[PROMPT] Recast the material below as a numbered list, beginning at the line containing "Can you find the buttoned" and ending at the line containing "[[394, 222], [241, 233]]", with both lines included. Leave out blank lines and everything outside that span.

(Data entries)

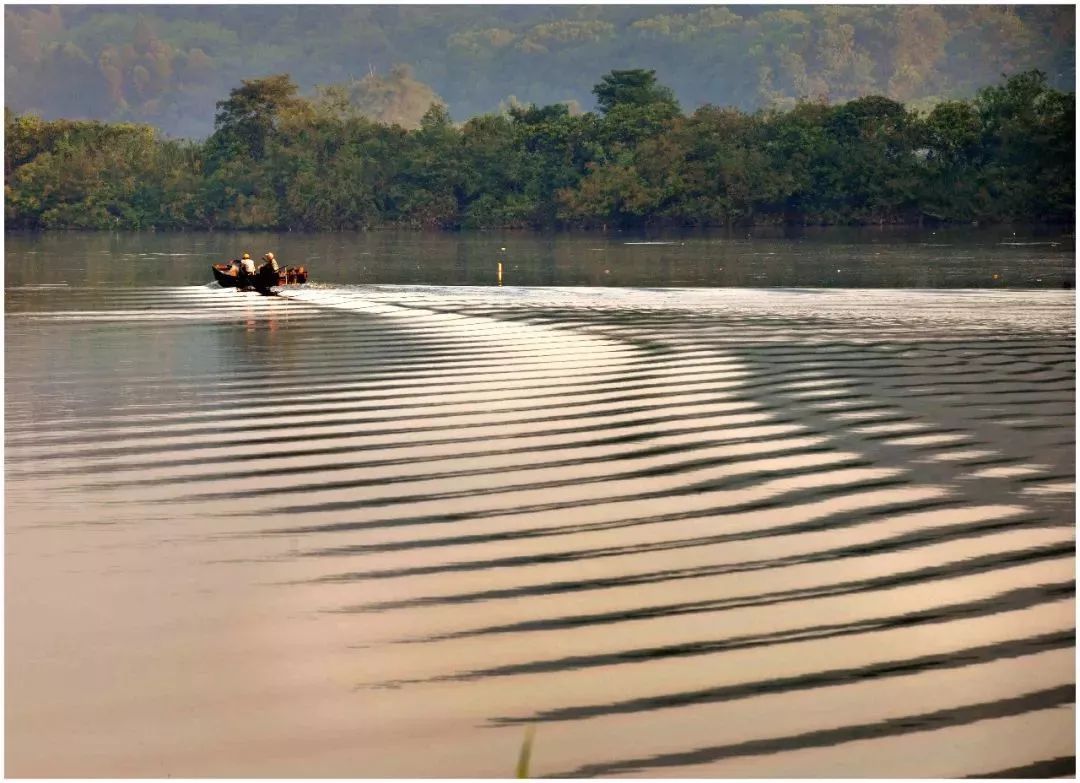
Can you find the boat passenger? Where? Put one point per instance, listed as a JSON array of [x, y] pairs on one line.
[[246, 265]]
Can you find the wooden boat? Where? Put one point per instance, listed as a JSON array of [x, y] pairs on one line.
[[262, 281]]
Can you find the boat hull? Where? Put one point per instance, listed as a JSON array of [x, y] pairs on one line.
[[262, 281]]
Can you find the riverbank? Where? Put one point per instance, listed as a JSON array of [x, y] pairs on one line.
[[279, 161]]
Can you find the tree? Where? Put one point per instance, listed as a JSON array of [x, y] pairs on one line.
[[632, 88], [247, 118]]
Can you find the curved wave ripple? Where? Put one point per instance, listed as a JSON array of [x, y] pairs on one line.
[[379, 531]]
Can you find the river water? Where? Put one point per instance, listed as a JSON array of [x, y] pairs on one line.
[[381, 524]]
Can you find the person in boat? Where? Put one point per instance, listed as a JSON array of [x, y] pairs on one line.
[[246, 265]]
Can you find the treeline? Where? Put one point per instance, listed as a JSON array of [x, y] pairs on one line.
[[167, 65], [278, 160]]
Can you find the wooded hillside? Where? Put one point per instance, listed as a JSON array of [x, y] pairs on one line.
[[167, 65]]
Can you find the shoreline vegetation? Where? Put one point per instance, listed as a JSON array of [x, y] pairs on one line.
[[281, 161]]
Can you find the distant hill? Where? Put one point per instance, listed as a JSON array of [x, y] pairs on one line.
[[167, 65]]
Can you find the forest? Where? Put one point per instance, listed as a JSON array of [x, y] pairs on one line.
[[169, 65], [281, 160]]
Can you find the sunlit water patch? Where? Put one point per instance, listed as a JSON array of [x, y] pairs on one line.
[[378, 530]]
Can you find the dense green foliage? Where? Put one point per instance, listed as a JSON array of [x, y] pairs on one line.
[[280, 160], [167, 65]]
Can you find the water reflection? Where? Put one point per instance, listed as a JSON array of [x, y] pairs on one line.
[[881, 257]]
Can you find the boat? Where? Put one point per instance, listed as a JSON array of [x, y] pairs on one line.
[[262, 281]]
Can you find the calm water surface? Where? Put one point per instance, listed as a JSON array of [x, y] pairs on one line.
[[378, 525]]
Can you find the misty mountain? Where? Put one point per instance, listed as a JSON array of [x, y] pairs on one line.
[[167, 65]]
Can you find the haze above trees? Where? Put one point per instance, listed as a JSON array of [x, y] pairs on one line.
[[169, 65], [278, 160]]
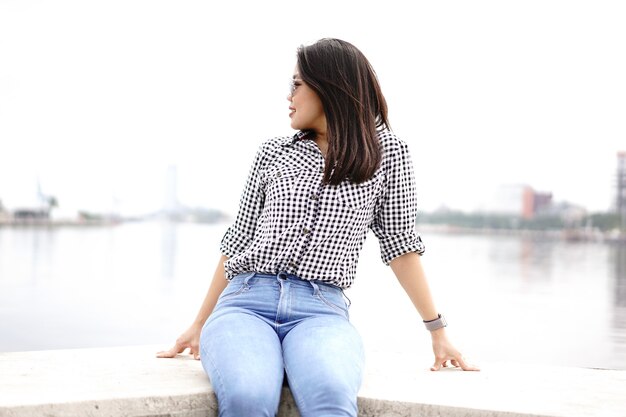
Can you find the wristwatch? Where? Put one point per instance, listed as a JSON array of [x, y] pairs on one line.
[[435, 324]]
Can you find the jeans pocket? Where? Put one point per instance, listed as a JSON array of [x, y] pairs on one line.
[[235, 287], [333, 300]]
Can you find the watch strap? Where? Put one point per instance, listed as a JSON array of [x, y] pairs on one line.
[[435, 324]]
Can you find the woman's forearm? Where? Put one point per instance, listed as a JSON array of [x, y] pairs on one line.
[[409, 272], [218, 284]]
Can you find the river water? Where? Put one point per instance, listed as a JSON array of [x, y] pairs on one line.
[[506, 298]]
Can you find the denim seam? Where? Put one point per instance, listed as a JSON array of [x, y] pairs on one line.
[[294, 389], [331, 305], [218, 374]]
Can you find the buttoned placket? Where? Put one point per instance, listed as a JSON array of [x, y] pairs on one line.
[[313, 206]]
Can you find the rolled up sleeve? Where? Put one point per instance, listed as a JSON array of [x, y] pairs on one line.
[[394, 222], [241, 233]]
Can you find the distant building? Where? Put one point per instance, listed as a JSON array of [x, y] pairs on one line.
[[519, 200], [171, 206], [620, 195]]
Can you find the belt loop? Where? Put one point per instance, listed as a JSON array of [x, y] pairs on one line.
[[346, 297], [246, 279], [316, 288]]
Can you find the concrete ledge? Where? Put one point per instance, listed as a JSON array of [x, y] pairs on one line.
[[131, 382]]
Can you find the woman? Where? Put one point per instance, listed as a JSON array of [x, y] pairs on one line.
[[304, 214]]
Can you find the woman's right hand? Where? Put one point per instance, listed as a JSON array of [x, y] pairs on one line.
[[190, 339]]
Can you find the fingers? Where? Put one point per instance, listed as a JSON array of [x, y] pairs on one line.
[[194, 350], [464, 365], [178, 348], [439, 362], [457, 362]]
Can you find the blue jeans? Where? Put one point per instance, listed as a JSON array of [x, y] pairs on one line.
[[265, 326]]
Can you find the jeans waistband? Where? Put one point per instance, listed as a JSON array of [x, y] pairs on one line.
[[285, 276]]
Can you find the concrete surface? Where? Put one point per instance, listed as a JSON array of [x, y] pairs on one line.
[[132, 382]]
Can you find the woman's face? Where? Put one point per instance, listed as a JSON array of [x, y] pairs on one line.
[[305, 110]]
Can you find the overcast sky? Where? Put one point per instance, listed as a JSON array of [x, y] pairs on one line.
[[98, 98]]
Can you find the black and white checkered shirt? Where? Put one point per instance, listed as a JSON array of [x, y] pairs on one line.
[[290, 221]]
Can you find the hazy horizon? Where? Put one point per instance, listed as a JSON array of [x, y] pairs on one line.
[[98, 99]]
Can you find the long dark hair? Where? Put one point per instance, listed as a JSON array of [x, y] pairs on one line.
[[354, 106]]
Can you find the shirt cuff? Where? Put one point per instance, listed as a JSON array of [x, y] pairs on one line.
[[397, 245], [234, 242]]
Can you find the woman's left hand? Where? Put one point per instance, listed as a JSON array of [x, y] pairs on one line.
[[444, 352]]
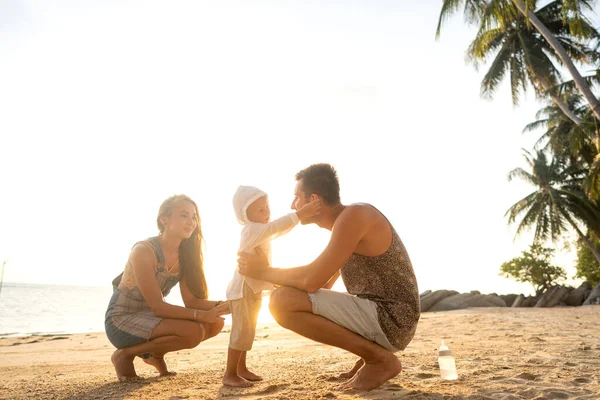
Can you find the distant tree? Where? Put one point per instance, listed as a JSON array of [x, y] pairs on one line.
[[587, 266], [534, 267]]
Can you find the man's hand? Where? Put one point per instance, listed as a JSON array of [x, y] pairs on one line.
[[309, 210], [214, 314], [253, 266]]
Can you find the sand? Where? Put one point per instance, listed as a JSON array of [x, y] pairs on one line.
[[501, 353]]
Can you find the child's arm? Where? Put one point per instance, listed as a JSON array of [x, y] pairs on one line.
[[258, 234]]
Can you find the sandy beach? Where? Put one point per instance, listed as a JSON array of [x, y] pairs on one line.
[[501, 353]]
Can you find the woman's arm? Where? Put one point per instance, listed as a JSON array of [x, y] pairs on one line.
[[191, 301], [143, 263]]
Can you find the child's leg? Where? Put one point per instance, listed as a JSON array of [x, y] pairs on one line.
[[254, 308], [231, 377], [244, 372]]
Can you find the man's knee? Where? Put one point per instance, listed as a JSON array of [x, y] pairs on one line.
[[214, 328], [287, 299], [195, 335]]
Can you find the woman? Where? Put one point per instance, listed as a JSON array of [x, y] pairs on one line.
[[138, 320]]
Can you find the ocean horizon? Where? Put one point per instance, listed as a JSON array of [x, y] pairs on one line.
[[41, 309]]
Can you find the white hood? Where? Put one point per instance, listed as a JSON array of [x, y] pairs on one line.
[[243, 197]]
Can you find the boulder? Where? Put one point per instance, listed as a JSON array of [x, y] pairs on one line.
[[430, 299], [593, 297], [578, 296], [530, 301], [509, 299], [554, 296]]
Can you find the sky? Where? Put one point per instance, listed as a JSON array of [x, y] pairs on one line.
[[108, 108]]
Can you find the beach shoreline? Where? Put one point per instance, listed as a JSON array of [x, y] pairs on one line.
[[501, 353]]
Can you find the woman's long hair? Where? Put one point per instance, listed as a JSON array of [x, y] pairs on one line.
[[190, 250]]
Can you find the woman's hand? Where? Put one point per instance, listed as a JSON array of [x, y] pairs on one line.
[[253, 265], [213, 314]]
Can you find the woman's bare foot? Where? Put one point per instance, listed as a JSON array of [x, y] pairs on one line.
[[236, 381], [373, 375], [353, 371], [160, 365], [249, 375], [123, 366]]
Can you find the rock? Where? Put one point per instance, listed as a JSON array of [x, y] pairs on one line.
[[530, 301], [465, 300], [554, 296], [593, 297], [578, 296], [430, 299], [518, 301], [509, 299]]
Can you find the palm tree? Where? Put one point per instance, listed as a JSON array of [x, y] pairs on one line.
[[579, 144], [521, 51], [573, 7], [558, 202], [565, 139], [500, 12]]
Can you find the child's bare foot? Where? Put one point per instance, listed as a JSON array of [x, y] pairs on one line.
[[236, 381], [249, 376], [371, 376], [160, 365], [353, 371], [123, 366]]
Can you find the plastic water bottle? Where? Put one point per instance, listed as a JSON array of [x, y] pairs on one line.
[[447, 364]]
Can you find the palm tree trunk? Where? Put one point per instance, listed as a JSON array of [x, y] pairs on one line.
[[584, 238], [560, 51], [565, 109], [558, 101]]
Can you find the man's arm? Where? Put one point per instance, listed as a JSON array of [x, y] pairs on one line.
[[257, 234], [331, 281], [350, 228]]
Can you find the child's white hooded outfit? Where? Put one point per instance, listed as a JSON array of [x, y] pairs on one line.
[[244, 294]]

[REPLY TO THE EXERCISE]
1. Can you find the buttoned placket? Where? Put one point per instance, listed as a JSON array of [x, y] pairs on one line.
2. [[313, 206]]
3. Can you find the rolled up sleeve? Where? Put one point per instance, listed as a JSON array of [x, y] pairs on one line.
4. [[394, 222], [241, 233]]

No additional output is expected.